* Begin Supplied data *

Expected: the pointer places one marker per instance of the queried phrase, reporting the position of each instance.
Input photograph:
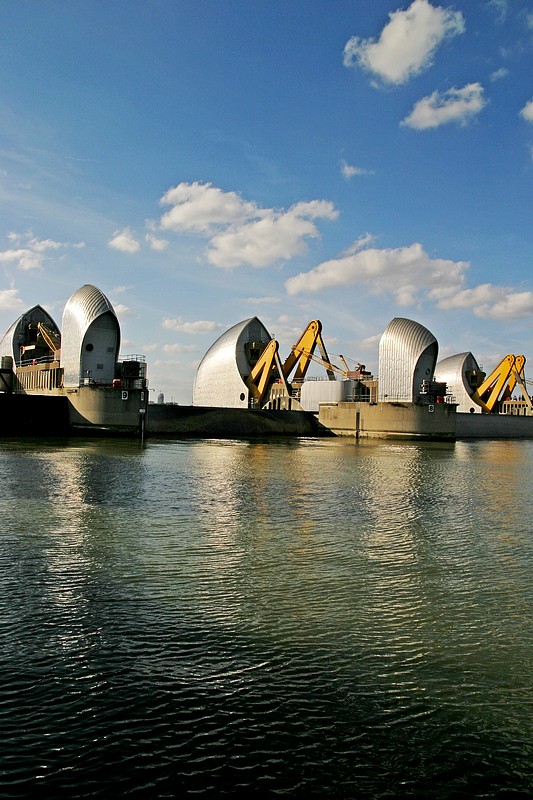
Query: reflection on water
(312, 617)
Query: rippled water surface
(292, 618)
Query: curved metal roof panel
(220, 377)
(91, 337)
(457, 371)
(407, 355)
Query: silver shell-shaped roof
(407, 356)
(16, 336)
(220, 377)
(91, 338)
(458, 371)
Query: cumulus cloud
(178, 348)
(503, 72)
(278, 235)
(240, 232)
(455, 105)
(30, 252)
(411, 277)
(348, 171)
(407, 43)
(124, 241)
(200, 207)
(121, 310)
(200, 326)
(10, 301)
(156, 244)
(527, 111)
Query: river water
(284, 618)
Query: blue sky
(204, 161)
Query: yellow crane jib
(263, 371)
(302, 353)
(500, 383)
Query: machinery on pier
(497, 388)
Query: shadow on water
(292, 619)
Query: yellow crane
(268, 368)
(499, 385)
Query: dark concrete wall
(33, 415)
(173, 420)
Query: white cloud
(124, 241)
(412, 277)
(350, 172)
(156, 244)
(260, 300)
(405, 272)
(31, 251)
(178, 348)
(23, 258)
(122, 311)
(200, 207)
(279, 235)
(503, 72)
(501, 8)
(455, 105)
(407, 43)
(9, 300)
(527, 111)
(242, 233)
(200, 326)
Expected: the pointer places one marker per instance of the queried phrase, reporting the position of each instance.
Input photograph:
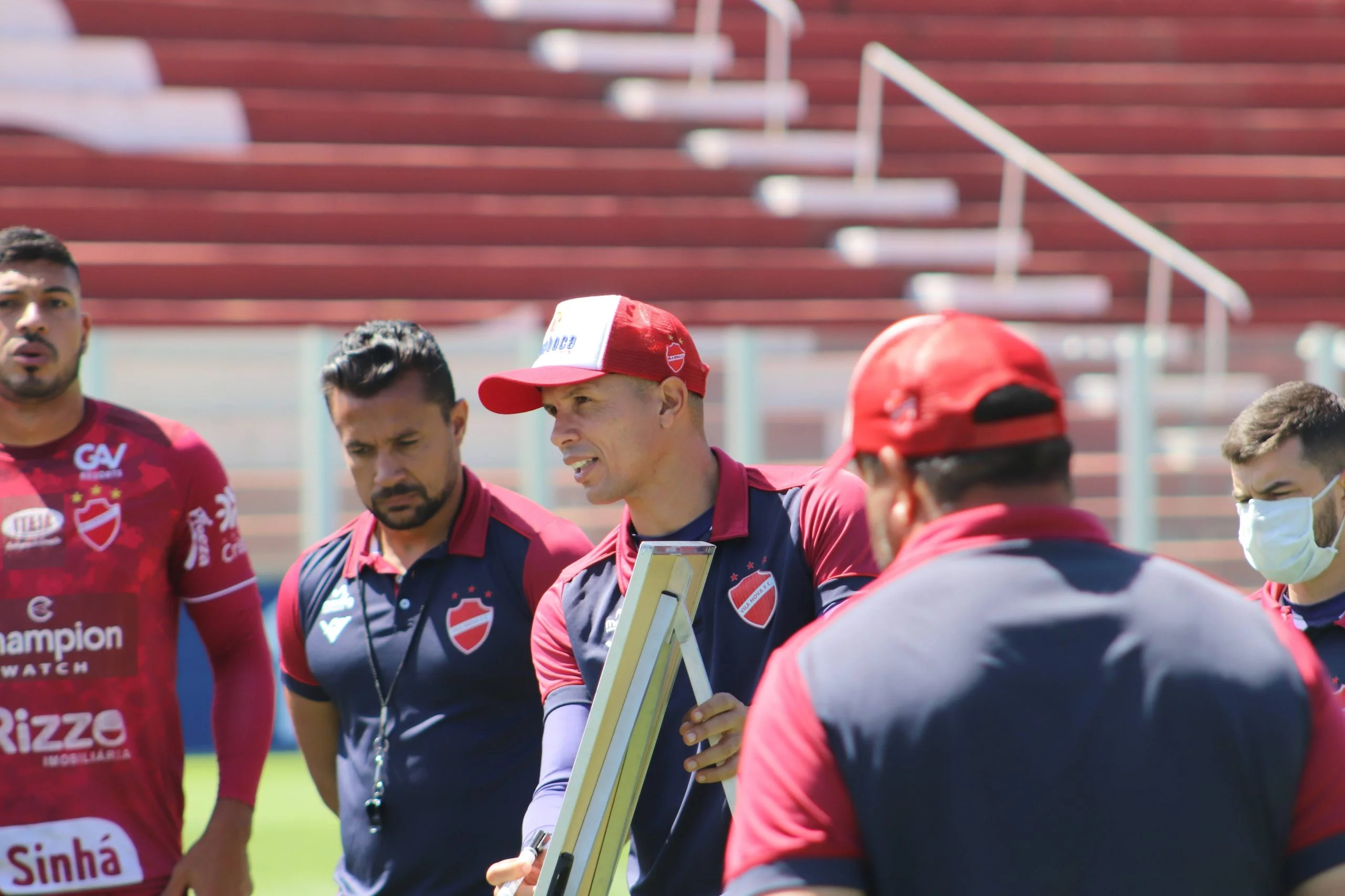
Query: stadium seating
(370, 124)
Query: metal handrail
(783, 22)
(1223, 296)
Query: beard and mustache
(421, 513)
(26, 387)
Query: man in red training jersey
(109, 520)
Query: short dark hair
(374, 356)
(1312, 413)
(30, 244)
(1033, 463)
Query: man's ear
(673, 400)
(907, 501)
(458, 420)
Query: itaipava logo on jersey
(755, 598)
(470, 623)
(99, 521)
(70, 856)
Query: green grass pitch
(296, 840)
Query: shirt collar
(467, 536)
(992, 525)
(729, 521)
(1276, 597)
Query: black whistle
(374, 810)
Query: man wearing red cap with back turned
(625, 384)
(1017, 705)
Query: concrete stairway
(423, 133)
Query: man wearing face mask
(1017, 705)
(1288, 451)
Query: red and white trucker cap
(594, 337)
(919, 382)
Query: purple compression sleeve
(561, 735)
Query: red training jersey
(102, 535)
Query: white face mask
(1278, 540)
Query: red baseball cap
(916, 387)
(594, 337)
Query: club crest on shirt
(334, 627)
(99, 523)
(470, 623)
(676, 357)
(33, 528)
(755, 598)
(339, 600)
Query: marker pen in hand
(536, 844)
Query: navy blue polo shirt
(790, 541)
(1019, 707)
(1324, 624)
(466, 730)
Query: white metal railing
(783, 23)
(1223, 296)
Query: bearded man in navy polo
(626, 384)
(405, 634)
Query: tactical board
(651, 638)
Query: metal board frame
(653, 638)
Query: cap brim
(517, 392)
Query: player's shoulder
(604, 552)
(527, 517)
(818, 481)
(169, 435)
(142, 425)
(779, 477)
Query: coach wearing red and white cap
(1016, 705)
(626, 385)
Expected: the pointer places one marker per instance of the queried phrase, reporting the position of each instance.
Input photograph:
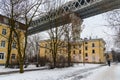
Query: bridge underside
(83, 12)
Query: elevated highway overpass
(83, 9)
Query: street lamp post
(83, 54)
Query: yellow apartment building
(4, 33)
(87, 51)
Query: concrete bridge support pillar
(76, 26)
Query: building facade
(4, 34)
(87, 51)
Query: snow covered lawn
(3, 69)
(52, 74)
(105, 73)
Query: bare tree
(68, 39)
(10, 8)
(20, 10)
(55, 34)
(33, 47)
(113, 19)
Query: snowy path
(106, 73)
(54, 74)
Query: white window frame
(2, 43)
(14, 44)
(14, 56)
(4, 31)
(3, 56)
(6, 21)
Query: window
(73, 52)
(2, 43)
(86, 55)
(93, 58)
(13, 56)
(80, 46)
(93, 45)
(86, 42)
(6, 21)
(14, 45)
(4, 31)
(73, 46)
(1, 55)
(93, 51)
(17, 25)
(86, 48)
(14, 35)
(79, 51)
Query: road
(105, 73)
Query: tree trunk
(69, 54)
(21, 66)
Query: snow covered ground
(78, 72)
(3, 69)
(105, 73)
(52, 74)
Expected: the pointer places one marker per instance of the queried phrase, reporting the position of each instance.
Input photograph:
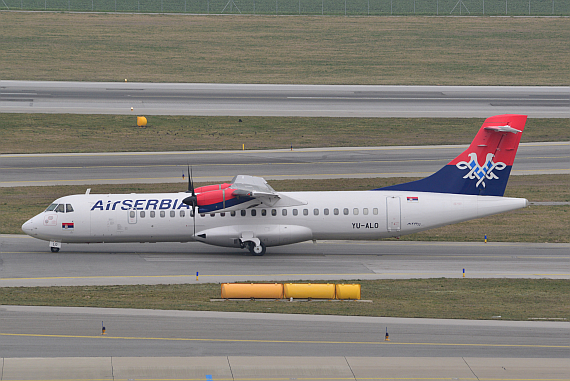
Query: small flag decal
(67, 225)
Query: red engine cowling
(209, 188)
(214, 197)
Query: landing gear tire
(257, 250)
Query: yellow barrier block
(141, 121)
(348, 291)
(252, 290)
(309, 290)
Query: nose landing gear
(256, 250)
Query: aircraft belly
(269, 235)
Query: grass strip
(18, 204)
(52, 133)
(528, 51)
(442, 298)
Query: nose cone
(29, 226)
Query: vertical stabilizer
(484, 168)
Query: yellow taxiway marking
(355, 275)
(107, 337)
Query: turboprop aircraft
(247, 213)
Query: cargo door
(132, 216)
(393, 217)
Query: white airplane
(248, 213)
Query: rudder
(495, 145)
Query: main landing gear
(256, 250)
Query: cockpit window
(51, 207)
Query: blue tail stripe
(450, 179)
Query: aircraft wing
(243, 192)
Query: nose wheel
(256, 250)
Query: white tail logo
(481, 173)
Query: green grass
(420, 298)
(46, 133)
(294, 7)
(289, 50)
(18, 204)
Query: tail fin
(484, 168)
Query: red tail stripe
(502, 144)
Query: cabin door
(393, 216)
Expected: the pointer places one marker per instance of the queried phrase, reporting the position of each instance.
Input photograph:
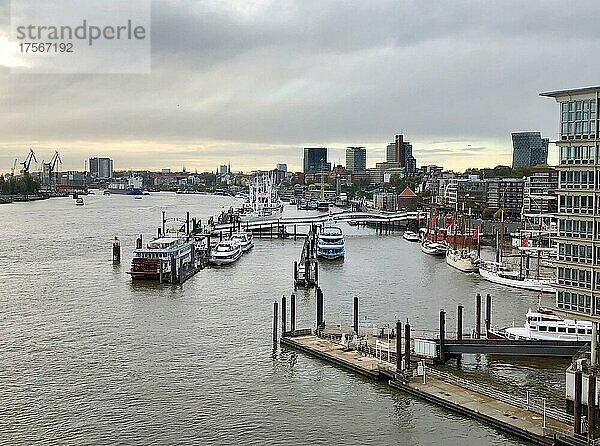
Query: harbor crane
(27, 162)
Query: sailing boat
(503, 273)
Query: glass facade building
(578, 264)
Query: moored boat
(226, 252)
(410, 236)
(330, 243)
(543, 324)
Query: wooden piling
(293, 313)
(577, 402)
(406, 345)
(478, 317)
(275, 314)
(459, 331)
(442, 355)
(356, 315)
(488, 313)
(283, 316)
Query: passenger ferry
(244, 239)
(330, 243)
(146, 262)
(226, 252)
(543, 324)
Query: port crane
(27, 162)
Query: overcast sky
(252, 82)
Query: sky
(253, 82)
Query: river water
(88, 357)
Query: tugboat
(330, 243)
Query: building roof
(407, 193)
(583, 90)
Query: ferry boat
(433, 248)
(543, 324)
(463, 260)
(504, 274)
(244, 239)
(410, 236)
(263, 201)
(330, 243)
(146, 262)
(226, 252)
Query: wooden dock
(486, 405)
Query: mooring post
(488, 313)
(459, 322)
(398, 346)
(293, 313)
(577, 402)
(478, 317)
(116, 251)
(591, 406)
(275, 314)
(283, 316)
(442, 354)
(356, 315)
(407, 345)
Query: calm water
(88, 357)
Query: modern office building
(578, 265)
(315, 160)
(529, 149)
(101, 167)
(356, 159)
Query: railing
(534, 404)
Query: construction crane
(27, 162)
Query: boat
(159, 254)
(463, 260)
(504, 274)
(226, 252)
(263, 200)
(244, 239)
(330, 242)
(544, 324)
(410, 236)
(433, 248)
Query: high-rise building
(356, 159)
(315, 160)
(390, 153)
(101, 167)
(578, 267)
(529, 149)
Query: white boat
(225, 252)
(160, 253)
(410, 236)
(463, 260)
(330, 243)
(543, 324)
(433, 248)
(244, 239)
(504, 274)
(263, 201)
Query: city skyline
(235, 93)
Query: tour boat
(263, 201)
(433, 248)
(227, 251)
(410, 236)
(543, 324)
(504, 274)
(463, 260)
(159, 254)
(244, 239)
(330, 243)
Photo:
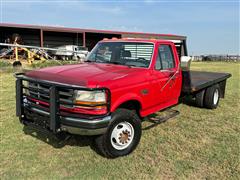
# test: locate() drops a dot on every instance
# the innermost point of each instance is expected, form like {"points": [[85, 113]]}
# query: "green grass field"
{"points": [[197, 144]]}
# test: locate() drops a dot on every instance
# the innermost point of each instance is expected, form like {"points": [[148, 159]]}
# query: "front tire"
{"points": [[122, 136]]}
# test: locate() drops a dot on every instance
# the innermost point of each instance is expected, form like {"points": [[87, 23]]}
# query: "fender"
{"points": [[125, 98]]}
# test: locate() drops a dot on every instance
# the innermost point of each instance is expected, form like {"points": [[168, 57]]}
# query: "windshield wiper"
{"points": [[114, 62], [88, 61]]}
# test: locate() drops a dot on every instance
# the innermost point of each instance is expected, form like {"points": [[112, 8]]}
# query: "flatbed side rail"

* End Supplied data *

_Your instructions_
Quote precisely the lines of the data from the line containing "Query: tugboat" through its final line, both included, excluding pictures.

_The answer_
Query: tugboat
(330, 243)
Query: building roof
(407, 193)
(583, 90)
Query: ferry boat
(433, 248)
(543, 324)
(463, 260)
(504, 274)
(244, 239)
(410, 236)
(263, 201)
(330, 243)
(146, 262)
(226, 252)
Query: wooden dock
(486, 405)
Query: mooring post
(488, 313)
(459, 322)
(398, 346)
(293, 313)
(577, 402)
(478, 317)
(116, 251)
(591, 406)
(275, 314)
(283, 316)
(442, 354)
(356, 315)
(407, 345)
Query: calm water
(88, 357)
Query: modern office building
(578, 265)
(315, 160)
(529, 149)
(101, 167)
(356, 159)
Query: railing
(534, 404)
Query: construction crane
(27, 162)
Query: boat
(159, 254)
(463, 260)
(504, 274)
(226, 252)
(263, 200)
(244, 239)
(330, 242)
(544, 324)
(410, 236)
(433, 248)
Query: high-rise building
(356, 159)
(315, 160)
(390, 153)
(101, 167)
(578, 267)
(529, 149)
Query: white boat
(225, 252)
(160, 253)
(410, 236)
(463, 260)
(330, 243)
(543, 324)
(433, 248)
(244, 239)
(504, 274)
(263, 201)
Query: city skyline
(235, 93)
Query: tour boat
(263, 201)
(433, 248)
(227, 251)
(410, 236)
(543, 324)
(504, 274)
(463, 260)
(159, 254)
(244, 239)
(330, 243)
Photo:
# test: locate() drops a dot on every instance
# the innermost point of each instance is expected, form like {"points": [[85, 113]]}
# query: "green grass field"
{"points": [[197, 144]]}
# test: locate() drops a dot on every instance
# the innermost point of each instance is expected, form like {"points": [[148, 159]]}
# query: "front tire"
{"points": [[122, 136]]}
# test: locate() drops a dot on every instance
# the innermost point of each instance is expected, form like {"points": [[87, 23]]}
# query: "fender"
{"points": [[125, 98]]}
# test: locate() drops a dot on every instance
# the innermost point of each instance is expected, form like {"points": [[168, 57]]}
# query: "windshield wiper"
{"points": [[114, 62], [88, 61]]}
# test: locate() drops a dot on every instance
# the innermost point of each instance is expected, form like {"points": [[112, 8]]}
# query: "flatbed side rail"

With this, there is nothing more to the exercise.